* **Problem**
Down to the final character, output the records below as they stand.

[Referring expression data]

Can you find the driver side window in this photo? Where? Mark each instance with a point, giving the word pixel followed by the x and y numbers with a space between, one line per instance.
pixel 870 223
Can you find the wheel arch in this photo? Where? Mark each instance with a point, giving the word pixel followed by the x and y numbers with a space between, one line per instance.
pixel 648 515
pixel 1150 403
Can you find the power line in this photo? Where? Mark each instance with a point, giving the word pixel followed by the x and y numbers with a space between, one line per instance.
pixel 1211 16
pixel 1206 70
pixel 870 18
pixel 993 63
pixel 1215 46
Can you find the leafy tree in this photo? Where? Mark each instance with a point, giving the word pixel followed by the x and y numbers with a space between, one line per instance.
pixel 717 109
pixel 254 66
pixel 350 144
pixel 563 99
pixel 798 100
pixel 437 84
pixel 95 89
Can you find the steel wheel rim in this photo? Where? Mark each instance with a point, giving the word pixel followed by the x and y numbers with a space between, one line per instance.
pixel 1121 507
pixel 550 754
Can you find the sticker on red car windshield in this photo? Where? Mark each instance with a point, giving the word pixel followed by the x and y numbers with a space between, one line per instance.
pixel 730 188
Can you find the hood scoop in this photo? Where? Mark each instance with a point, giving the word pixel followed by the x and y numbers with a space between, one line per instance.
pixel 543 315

* **Response to this task**
Can you find the driver side window in this photo? Where? Mark each instance with a point, giving the word pixel followed by the x and y numbers with a space between, one line per instance.
pixel 870 223
Can you find the wheel arch in this photo? Where? Mark each instance with a point, giving the word pixel followed by the x and y numbers with a space between, one line per instance.
pixel 648 515
pixel 1150 403
Can you find the power line in this photo? Where? Mark each instance with a point, giving the word pixel followed by the x and y numbers with a space between, one line per instance.
pixel 1211 16
pixel 1206 70
pixel 870 18
pixel 993 63
pixel 1215 46
Can you find the leafy tree in this photo? Where? Mark each instance with a point, giving the word pixel followed by the x and y numbers with a space between, one line per instance.
pixel 717 109
pixel 254 66
pixel 350 144
pixel 563 99
pixel 798 100
pixel 437 84
pixel 95 89
Can you find the steel wheel rim in this photo? Where? Mark each instance with a point, giving the word pixel followed by the x and y numbers with a space between, one line per instance.
pixel 1121 507
pixel 550 754
Can you find the sticker on red car windshield in this photo? Where? Mark each instance with a point, giving the word pixel followed by the x and y numbers with a space between, one line per instance.
pixel 730 188
Can you find the hood scoop in this photo? Where? Mark each instance with a point, giving the word pixel followed by the x and y numbers with a space between, one line per instance.
pixel 543 315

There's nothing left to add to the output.